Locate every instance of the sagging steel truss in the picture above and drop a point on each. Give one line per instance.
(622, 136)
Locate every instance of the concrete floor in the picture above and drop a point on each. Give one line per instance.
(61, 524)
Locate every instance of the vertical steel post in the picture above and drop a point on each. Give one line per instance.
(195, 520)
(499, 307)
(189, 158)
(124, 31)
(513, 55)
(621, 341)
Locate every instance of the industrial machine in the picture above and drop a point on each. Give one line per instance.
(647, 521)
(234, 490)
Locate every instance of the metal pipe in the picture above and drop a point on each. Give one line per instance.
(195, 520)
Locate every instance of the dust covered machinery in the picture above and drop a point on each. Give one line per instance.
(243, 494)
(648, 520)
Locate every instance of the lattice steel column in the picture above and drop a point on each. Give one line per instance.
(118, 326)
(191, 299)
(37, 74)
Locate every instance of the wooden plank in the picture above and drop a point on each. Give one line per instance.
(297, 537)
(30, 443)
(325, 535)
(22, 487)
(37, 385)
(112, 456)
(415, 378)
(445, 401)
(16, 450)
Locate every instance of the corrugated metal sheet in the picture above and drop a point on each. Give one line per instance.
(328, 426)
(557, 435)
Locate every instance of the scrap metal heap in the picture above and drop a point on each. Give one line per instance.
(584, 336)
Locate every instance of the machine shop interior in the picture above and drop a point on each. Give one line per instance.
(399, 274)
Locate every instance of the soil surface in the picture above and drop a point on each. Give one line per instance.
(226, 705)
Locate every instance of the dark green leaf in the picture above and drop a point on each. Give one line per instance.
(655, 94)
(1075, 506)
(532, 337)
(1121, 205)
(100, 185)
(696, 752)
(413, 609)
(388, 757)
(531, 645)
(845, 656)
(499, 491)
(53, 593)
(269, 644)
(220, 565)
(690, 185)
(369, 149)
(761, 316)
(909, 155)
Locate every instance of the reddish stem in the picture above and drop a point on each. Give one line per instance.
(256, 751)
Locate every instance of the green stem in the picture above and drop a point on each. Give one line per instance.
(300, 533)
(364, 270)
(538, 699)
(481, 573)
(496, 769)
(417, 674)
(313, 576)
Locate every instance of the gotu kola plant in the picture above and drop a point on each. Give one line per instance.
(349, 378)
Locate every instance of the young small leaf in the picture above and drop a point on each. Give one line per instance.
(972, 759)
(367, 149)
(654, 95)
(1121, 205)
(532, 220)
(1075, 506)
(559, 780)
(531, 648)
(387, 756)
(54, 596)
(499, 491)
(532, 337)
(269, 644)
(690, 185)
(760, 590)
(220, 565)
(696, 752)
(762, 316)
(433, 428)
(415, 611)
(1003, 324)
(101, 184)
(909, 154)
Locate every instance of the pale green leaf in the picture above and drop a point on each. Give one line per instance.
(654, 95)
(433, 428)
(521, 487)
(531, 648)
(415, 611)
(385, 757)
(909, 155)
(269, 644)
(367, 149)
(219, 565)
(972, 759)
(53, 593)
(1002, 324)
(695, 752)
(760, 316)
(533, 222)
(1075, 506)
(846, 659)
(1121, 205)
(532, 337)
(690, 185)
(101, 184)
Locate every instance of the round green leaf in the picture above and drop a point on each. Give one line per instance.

○ ○ ○ ○ ○ ○ ○

*Your task*
Set down each line of the material above without a single alteration.

*Completed exercise*
Locate every instance of the sagging steel truss in the picture above and drop a point on each. Give one line per instance.
(622, 136)
Locate every instance of the concrete floor in the picture above and drop a point on each. Give one line per instance.
(61, 524)
Locate every instance of the vertical steel post in the picture above and drop a point on each. Give one line per instance.
(195, 520)
(499, 307)
(189, 158)
(124, 31)
(513, 55)
(621, 341)
Locate every instance of the industrial machine in the picture above and drop a point on each. Give one line per instance.
(647, 521)
(234, 490)
Locate every instance of the metal pipe in the picture above and drop a point on each. Give one line per instance.
(195, 520)
Locate every instance of the dust covered machinery in the picture above and drop a point on each. Give one line per instance.
(243, 494)
(648, 520)
Locate every instance of the lattice steel column in the picture above and drop a point on each. Give one line per instance.
(118, 326)
(191, 299)
(37, 74)
Locate every instance of the wooden plank in the picture above and drop a point on each. Give one line per instance.
(297, 537)
(30, 443)
(325, 535)
(22, 487)
(37, 385)
(112, 456)
(415, 378)
(445, 401)
(16, 450)
Locate every instance of the corrugated metal sheet in the picture above and drop a point on each. Give one line per instance.
(328, 426)
(557, 435)
Locate every instance of the scrap metal heap in the picture above and drop a point on each. Give one line per instance.
(584, 336)
Locate every instance of the machine shop interior in the picture above and drop a point on each. Give one line per instance.
(399, 274)
Locate every instance of the soil surface in the picture above and drop a point on each. Give one line per instance.
(226, 705)
Locate every instance of the dark green leaf in the picture above and drop a point on each. Give one line per instance.
(655, 94)
(1075, 506)
(532, 337)
(1121, 205)
(100, 185)
(696, 752)
(413, 609)
(388, 757)
(531, 645)
(845, 656)
(499, 491)
(53, 593)
(269, 644)
(220, 565)
(690, 185)
(369, 149)
(761, 316)
(909, 155)
Locate every instance of the reddish stem in the picture above and drop a point on each. Give one line per instance.
(256, 751)
Locate every instance of the green stem in the picture above and drop a point on each. Give one line per instance.
(300, 533)
(364, 270)
(538, 699)
(481, 573)
(496, 769)
(417, 674)
(313, 576)
Locate every instance of the gotu kola plant in the picture above and drop a point on each. Give one line per instance.
(349, 378)
Locate every instance of the young small leaf in the picture above and drop a point on each. Give one line per instance.
(972, 759)
(367, 149)
(654, 95)
(1121, 205)
(532, 220)
(1075, 506)
(559, 780)
(531, 648)
(387, 756)
(54, 596)
(499, 491)
(532, 337)
(269, 644)
(690, 185)
(760, 590)
(220, 565)
(696, 752)
(762, 316)
(433, 428)
(415, 611)
(1003, 324)
(101, 184)
(909, 154)
Locate every instance of the pale green leaf in the picture above and drop a point on each. Give one line per instance.
(654, 95)
(433, 428)
(521, 487)
(531, 648)
(415, 611)
(385, 757)
(909, 155)
(269, 644)
(367, 149)
(219, 565)
(972, 759)
(53, 593)
(1002, 324)
(695, 752)
(760, 316)
(533, 222)
(1075, 506)
(846, 659)
(1121, 205)
(532, 337)
(690, 185)
(101, 184)
Locate every instance of the round green leaf in the picture above and drop a point on each. Give one line per instance.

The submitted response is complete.